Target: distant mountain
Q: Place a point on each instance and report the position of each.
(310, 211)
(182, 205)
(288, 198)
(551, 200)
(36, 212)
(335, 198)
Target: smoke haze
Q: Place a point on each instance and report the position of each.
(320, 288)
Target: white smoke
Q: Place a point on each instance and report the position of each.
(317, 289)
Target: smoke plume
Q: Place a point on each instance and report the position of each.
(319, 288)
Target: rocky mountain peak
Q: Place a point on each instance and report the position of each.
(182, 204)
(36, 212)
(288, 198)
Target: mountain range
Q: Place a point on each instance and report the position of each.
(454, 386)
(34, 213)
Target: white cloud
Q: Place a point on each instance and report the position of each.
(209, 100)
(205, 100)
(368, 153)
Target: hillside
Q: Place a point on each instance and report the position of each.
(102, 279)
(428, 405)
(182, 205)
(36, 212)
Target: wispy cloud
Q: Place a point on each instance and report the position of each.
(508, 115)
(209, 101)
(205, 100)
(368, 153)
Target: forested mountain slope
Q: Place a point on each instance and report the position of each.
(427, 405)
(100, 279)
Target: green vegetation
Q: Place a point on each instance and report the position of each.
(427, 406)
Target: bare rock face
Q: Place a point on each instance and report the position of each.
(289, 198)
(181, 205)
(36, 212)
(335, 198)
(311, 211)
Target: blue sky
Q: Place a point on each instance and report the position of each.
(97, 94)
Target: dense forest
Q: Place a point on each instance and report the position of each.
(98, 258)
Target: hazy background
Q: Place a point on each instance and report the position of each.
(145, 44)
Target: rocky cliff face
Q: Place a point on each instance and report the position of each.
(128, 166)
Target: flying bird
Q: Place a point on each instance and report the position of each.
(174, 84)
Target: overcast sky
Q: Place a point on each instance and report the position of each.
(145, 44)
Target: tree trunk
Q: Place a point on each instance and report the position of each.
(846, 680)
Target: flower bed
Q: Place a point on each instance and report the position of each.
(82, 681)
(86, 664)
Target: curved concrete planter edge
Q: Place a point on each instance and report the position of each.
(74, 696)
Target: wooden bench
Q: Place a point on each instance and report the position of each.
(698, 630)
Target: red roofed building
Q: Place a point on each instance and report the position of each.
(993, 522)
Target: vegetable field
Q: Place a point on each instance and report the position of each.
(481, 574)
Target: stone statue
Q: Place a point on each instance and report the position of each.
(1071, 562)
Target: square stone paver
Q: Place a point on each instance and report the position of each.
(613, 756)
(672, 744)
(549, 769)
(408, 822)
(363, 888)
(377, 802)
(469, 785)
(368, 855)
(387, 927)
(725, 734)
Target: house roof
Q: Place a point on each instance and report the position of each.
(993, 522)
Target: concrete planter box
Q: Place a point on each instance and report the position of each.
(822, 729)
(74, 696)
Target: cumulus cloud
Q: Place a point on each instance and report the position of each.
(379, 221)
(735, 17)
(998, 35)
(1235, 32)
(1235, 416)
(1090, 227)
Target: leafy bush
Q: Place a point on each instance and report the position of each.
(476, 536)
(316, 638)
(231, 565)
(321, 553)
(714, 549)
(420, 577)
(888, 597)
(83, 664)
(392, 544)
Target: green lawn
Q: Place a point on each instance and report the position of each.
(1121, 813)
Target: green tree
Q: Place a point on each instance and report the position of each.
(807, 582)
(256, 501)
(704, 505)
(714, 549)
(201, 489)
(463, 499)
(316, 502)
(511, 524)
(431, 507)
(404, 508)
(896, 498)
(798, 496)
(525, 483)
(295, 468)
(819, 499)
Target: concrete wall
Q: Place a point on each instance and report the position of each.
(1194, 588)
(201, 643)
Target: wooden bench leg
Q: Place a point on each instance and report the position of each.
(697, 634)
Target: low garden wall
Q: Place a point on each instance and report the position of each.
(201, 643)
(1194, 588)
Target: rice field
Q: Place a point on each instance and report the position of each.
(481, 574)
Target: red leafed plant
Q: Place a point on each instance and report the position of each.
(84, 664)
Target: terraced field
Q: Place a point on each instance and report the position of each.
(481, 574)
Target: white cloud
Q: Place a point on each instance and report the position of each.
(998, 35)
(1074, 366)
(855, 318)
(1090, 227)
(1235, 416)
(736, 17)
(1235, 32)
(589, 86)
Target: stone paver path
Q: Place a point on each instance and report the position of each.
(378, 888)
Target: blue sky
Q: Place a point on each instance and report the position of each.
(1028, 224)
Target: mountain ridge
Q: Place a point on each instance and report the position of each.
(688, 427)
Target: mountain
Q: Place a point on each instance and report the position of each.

§ **Written instruction**
Write out all of the entries above again word for word, leaving every line unchanged.

§ **Worked solution**
Target: distant mountain
Q: Place a point on each instance and report the position of each.
(310, 211)
(182, 205)
(288, 198)
(551, 200)
(36, 212)
(335, 198)
Target: smoke haze
Q: Place a point on each instance and report the position of each.
(320, 288)
Target: white smoke
Q: Place a point on each instance and report the position of each.
(317, 289)
Target: smoke plume
Q: Place a point on each instance and report the position of each.
(319, 288)
Target: rocky mountain peak
Q: Place a point on each instance and report the position of each.
(182, 204)
(36, 212)
(288, 198)
Target: mountain range
Q: Place a point on each instance and report the position of each.
(454, 386)
(34, 213)
Target: white cloud
Q: Place a point on each instance and report the position of each.
(209, 100)
(205, 100)
(368, 153)
Target: hillside
Q: Place a point on each instance and report the position of each.
(102, 279)
(428, 405)
(182, 205)
(36, 212)
Target: wispy cloud
Q: Place a point on each instance and report the position of each.
(508, 115)
(209, 101)
(205, 100)
(368, 153)
Target: forested mountain slope
Q: Place a point on each instance and report the position of each.
(427, 405)
(100, 279)
Target: green vegetation
Q: Place a point on each instance and report the position of each.
(427, 406)
Target: bare rock face
Q: Place a point on each instance and report the position of each.
(289, 198)
(181, 205)
(36, 212)
(335, 198)
(311, 211)
Target: blue sky
Q: Place a point on each instance and report the position of each.
(97, 94)
Target: dense forest
Q: Place a point on each instance and report the position of each.
(98, 258)
Target: hazy background
Q: Place a point on each instance and report the position of each.
(145, 44)
Target: rocky cliff face
Q: Place a point on each instance and report the position of each.
(128, 166)
Target: flying bird
Q: Place a point on each instance and report the position of each.
(174, 84)
Target: overcast sky
Q: Place a point on each instance and report the position of each.
(145, 44)
Target: tree trunk
Q: Place a point on each instance and report the position of each.
(846, 680)
Target: flower bed
Q: Place a point on each instance and report the position of each.
(82, 681)
(86, 664)
Target: curved concrete planter edge
Q: Place a point on each instance and report the position of each.
(74, 696)
Target: wooden bench
Q: Place a point on each instance and report the position of each.
(698, 630)
Target: red roofed building
Q: Place a point on each instance and report the position of each.
(993, 522)
Target: vegetable field
Q: Place a point on each instance and report the position of each.
(481, 574)
Target: stone statue
Q: Place a point on each instance and report the position of each.
(1071, 562)
Target: square stone paver
Q: Place a point on each instance and report the position of each.
(613, 756)
(672, 744)
(549, 769)
(408, 822)
(363, 888)
(377, 802)
(469, 785)
(368, 855)
(387, 927)
(725, 734)
Target: house roof
Q: Place a point on each instance and report the position of each.
(993, 522)
Target: concrete planter box
Q: Place a point on each instance and report the position of each.
(822, 729)
(74, 696)
Target: cumulus cloud
Q: Place a point on each instance and report the position of each.
(379, 221)
(735, 17)
(998, 35)
(1235, 32)
(1235, 416)
(1090, 227)
Target: leafy bush
Q: Place a point on each instance and report the position of each.
(476, 536)
(316, 638)
(231, 565)
(321, 553)
(714, 549)
(420, 577)
(888, 597)
(83, 664)
(392, 544)
Target: green lawn
Q: Place a point on each instance and report the position of each.
(1121, 813)
Target: green tree
Q: Place a point on each instance and report the position of each.
(807, 582)
(256, 501)
(704, 505)
(714, 549)
(201, 489)
(463, 499)
(316, 502)
(511, 524)
(431, 507)
(404, 508)
(896, 498)
(798, 496)
(525, 483)
(295, 468)
(819, 499)
Target: concrete wall
Q: Place a point on each instance and report the position of each.
(1194, 588)
(201, 643)
Target: wooden bench leg
Q: Place a point on each instance and report the position of each.
(697, 634)
Target: low garden wall
Q: Place a point on each instance and report the position of each.
(201, 643)
(1194, 588)
Target: rice field
Q: Place a point on each instance and report the position of each.
(481, 574)
Target: red leafed plant
Q: Place a point on each instance and report the position of each.
(84, 664)
Target: terraced field
Q: Place a point on each instance and report the position of each.
(481, 574)
Target: white cloud
Q: Place a point on each instance and report the position of each.
(998, 35)
(1074, 366)
(855, 318)
(1090, 227)
(1235, 416)
(736, 17)
(1235, 32)
(589, 86)
Target: stone paver path
Q: Place a point on each instance and report the position of each.
(378, 888)
Target: blue sky
Q: Place a point on each instance and report the position of each.
(1028, 224)
Target: mountain ridge
Q: Place a point on each instance and report the position of each.
(688, 427)
Target: mountain
Q: Place a point on each instance and report the position of each.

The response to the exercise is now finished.